WHAT NEEDS TO BE DONE =
Return, word for word, only the lines from the one containing "point: smiling man" through the last line of the entries.

[Natural-language object grounding data]
========
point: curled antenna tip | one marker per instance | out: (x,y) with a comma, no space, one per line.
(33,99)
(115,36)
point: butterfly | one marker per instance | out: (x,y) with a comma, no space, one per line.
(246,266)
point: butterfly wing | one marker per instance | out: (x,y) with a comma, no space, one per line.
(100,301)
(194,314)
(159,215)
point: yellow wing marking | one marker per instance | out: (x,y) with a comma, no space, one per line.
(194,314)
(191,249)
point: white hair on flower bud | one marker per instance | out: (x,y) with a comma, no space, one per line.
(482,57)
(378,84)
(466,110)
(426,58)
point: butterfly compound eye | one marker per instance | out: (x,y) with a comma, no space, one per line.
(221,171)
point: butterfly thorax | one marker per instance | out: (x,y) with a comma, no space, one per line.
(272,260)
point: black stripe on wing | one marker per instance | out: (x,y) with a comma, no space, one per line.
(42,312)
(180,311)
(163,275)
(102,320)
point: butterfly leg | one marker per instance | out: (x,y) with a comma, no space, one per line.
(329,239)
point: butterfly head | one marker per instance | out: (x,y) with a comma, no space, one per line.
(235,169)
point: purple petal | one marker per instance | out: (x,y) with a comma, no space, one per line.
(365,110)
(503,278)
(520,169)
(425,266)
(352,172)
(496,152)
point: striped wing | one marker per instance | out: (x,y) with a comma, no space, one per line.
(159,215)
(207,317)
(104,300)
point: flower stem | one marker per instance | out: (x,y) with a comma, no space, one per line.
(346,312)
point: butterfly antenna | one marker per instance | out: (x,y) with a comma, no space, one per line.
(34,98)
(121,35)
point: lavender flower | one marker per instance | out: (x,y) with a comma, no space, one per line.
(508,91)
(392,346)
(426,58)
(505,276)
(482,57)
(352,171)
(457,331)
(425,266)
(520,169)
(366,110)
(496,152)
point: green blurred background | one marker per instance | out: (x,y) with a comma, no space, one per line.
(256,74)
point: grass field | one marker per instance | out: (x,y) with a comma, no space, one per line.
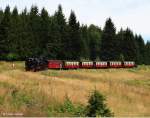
(43,93)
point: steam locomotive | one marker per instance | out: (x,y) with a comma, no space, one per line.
(36,64)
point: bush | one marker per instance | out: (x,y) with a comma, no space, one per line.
(97,107)
(12,57)
(72,109)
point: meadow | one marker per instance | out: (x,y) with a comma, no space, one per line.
(44,93)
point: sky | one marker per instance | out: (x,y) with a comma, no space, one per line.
(134,14)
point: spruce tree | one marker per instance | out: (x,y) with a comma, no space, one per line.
(97,106)
(108,42)
(85,53)
(95,41)
(147,53)
(74,42)
(130,49)
(34,29)
(62,30)
(14,34)
(45,29)
(4,33)
(140,49)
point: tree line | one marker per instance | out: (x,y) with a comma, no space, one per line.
(35,33)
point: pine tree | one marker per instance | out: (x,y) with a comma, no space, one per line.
(147,53)
(85,55)
(1,15)
(140,49)
(97,106)
(62,29)
(108,43)
(95,41)
(44,34)
(74,43)
(26,37)
(4,33)
(34,29)
(14,35)
(130,50)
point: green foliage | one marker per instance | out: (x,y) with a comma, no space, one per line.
(97,107)
(35,34)
(12,57)
(108,43)
(73,109)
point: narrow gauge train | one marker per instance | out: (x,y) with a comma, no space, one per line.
(35,64)
(58,64)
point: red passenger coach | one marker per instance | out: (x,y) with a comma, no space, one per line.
(88,64)
(115,64)
(129,64)
(101,64)
(54,64)
(71,65)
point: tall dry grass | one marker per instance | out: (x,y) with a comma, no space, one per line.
(127,90)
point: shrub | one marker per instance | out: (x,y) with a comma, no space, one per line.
(97,107)
(12,57)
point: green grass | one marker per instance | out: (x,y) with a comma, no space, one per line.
(44,93)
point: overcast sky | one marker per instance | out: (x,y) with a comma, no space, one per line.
(124,13)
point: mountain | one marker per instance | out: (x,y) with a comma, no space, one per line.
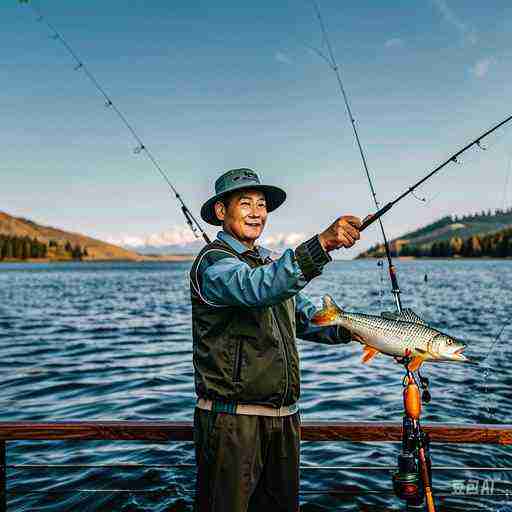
(449,233)
(189,249)
(96,249)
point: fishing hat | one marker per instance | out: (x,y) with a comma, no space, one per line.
(238,179)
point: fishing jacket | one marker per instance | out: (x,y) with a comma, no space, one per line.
(247,354)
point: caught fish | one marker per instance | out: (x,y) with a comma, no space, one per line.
(393,334)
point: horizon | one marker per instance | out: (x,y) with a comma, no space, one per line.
(212,88)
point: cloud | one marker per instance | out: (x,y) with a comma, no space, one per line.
(176,235)
(482,66)
(465,32)
(283,240)
(394,42)
(282,58)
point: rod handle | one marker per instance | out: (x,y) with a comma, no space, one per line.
(375,216)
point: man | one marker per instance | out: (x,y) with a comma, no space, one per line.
(246,311)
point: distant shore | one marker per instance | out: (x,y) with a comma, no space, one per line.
(405,258)
(143,258)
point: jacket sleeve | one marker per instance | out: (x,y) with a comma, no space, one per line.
(331,335)
(232,282)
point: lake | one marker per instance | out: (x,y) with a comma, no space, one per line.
(91,341)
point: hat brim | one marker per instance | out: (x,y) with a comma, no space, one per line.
(274,197)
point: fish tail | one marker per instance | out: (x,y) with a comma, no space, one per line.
(329,313)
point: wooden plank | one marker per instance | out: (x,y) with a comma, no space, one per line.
(3,477)
(311,431)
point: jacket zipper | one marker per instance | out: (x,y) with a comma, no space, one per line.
(238,362)
(285,355)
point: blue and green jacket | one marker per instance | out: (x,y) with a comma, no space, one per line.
(247,310)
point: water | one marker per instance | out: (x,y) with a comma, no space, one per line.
(113,341)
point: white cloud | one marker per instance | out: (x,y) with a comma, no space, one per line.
(394,42)
(467,33)
(282,58)
(482,66)
(283,240)
(174,236)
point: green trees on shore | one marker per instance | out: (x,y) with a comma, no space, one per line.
(495,245)
(24,248)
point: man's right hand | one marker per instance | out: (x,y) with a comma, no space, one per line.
(344,232)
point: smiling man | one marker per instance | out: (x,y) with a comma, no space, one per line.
(247,310)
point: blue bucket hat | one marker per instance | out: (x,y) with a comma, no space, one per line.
(238,179)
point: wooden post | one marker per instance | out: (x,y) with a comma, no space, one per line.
(3,477)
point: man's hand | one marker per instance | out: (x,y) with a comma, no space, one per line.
(344,232)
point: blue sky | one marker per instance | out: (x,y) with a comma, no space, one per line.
========
COMPLETED EXERCISE =
point: smiling man | one marker per instance | out: (x,y) with a comma, no space, one per line.
(247,310)
point: blue bucket hat | one marker per instance | out: (x,y) with a comma, no space, one per line.
(238,179)
point: wooden post | one marker per instance | out: (x,y) with a comma, no space, one per line.
(3,477)
point: man's hand | one marker per instance | out: (x,y) with a comma, no space, one per line.
(344,232)
point: blue sky | one marker per instance | out: (x,y) with a comma, no space, one per line.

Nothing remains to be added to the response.